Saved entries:
►
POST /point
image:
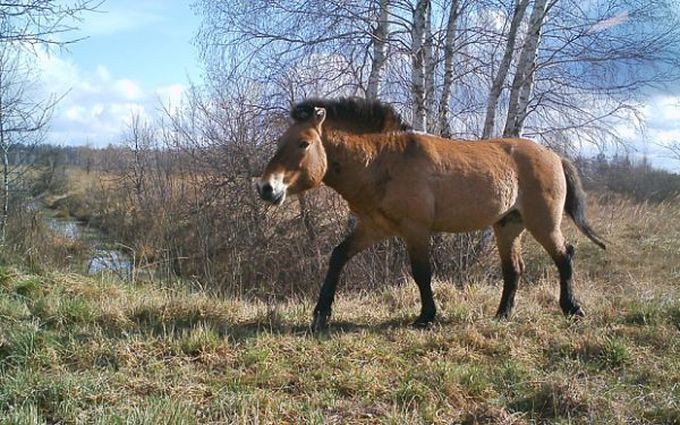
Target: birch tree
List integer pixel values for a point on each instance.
(23, 121)
(447, 84)
(524, 75)
(503, 68)
(379, 40)
(418, 90)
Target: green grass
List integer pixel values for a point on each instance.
(77, 349)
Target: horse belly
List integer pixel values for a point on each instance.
(468, 206)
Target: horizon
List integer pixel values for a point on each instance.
◄
Print all records verbatim, excluding pictures.

POST /point
image:
Target: birch tree
List integer pixel values for a point on each instance.
(23, 121)
(447, 84)
(524, 75)
(503, 68)
(379, 40)
(418, 90)
Target: green grass
List integer pixel values for a point on each instance.
(77, 349)
Target: horse belly
List integer pixel values for a point on each instance.
(468, 206)
Target: horizon
List integer pixel values for a point on each instance.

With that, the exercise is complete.